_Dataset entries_
################
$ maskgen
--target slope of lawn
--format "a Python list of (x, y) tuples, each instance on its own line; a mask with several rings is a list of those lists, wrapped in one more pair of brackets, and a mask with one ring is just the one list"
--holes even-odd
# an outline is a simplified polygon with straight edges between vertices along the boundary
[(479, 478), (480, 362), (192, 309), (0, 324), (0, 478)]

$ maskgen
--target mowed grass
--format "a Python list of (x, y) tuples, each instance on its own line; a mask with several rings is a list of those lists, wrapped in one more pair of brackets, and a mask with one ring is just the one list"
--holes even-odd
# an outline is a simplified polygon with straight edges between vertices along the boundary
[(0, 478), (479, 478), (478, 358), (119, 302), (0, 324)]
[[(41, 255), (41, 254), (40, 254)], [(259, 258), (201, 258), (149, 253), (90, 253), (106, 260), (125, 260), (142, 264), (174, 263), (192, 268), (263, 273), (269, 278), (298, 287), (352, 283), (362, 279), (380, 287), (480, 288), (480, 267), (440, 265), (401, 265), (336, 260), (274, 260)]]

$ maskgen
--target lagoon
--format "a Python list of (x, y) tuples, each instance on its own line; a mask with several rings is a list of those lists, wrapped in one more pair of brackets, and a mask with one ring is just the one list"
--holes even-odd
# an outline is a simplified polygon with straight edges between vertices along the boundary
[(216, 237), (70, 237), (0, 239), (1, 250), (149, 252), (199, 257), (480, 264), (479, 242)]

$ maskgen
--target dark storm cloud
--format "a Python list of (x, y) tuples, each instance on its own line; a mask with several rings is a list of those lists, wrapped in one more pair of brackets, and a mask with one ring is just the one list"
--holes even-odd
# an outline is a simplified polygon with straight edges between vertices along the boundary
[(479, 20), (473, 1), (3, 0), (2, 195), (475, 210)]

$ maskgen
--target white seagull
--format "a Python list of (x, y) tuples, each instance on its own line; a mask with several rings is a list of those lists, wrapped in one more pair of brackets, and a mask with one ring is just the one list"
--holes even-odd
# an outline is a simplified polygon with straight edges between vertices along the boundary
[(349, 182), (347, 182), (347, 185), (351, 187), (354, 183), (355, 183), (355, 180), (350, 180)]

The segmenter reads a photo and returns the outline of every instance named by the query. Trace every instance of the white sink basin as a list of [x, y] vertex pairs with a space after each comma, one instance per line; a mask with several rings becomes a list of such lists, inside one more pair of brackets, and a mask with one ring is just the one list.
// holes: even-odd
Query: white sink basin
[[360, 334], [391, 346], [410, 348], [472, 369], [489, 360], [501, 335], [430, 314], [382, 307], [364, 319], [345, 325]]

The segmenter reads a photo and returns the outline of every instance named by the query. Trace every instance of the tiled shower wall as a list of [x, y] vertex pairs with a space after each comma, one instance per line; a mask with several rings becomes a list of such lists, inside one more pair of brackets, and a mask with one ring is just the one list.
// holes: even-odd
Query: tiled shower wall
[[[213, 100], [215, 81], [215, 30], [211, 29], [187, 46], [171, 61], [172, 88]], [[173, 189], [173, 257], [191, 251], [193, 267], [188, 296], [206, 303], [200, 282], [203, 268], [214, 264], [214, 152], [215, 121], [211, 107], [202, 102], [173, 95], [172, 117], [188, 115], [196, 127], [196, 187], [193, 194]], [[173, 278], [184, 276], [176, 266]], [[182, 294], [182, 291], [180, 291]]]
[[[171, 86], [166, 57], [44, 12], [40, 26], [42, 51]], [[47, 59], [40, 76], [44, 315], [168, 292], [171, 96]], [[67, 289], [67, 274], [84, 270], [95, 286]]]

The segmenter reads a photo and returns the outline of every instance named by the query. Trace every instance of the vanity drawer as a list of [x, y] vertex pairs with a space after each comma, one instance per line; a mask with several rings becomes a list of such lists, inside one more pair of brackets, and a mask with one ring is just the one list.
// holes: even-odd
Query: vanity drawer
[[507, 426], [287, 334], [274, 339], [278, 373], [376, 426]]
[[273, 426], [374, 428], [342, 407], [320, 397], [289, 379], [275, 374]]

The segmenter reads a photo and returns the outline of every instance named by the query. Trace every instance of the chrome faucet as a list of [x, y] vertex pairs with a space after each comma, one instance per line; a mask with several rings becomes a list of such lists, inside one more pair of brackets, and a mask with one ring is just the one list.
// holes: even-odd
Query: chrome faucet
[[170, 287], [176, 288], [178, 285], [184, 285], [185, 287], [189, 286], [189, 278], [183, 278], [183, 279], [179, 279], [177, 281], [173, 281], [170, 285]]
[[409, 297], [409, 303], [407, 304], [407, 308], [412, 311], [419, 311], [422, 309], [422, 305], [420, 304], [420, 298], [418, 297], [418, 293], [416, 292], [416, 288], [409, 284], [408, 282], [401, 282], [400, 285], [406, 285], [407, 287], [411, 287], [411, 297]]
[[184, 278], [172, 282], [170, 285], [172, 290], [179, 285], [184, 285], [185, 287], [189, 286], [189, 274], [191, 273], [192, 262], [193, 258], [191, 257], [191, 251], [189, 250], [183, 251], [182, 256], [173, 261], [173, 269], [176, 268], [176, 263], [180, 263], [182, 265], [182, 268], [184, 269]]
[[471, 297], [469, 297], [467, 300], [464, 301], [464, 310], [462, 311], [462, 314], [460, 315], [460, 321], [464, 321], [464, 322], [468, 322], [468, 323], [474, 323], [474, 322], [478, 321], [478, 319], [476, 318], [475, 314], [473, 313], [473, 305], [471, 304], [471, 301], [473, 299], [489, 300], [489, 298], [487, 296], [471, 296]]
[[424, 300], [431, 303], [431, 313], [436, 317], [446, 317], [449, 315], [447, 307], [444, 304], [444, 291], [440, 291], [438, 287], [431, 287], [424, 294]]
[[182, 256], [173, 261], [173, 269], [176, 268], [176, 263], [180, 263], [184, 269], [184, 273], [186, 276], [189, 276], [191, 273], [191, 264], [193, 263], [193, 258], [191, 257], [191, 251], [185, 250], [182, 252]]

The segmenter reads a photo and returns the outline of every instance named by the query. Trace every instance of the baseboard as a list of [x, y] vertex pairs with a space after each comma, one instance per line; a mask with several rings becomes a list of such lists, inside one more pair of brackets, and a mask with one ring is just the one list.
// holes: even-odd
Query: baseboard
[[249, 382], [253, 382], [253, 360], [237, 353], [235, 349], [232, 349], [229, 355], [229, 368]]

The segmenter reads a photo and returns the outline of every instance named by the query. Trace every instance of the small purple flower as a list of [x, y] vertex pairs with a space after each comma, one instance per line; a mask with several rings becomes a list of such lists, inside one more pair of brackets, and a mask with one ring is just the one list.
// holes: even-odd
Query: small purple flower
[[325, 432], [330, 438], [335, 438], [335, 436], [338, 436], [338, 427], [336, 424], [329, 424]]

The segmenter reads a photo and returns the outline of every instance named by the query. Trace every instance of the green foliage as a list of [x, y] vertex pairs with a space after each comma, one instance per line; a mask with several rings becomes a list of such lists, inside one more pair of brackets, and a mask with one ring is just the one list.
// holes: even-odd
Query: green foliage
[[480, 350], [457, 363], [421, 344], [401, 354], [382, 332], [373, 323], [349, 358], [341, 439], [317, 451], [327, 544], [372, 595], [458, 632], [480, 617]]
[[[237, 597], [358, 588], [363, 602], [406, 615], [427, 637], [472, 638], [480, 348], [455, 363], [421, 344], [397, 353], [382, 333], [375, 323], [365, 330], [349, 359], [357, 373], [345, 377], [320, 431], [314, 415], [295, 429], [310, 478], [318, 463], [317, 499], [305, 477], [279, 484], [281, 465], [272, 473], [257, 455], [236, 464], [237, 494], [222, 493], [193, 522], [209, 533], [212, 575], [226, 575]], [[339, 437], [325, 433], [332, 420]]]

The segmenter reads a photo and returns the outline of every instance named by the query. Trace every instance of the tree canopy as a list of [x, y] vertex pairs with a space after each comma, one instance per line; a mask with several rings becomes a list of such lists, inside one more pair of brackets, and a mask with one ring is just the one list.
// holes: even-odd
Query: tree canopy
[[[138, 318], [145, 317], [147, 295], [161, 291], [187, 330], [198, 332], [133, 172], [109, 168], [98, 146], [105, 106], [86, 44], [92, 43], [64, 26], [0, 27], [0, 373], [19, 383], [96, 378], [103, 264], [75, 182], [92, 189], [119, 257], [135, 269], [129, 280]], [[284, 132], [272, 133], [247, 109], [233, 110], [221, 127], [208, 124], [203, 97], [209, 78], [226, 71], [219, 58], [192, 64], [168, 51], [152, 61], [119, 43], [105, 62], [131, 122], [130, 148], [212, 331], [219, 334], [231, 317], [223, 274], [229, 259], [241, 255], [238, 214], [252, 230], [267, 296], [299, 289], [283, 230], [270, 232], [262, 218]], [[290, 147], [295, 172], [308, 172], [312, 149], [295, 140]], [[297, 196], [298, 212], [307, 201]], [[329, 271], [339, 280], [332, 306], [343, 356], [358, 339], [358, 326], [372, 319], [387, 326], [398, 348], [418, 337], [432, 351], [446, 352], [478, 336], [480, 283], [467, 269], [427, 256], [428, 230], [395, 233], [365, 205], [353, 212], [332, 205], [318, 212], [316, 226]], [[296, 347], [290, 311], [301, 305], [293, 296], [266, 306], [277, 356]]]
################
_What you have to do_
Return every line above in which the string "target" occurs.

_Output for this exercise_
--target slope of lawn
--target mowed grass
--target lagoon
--target dark storm cloud
--target white seagull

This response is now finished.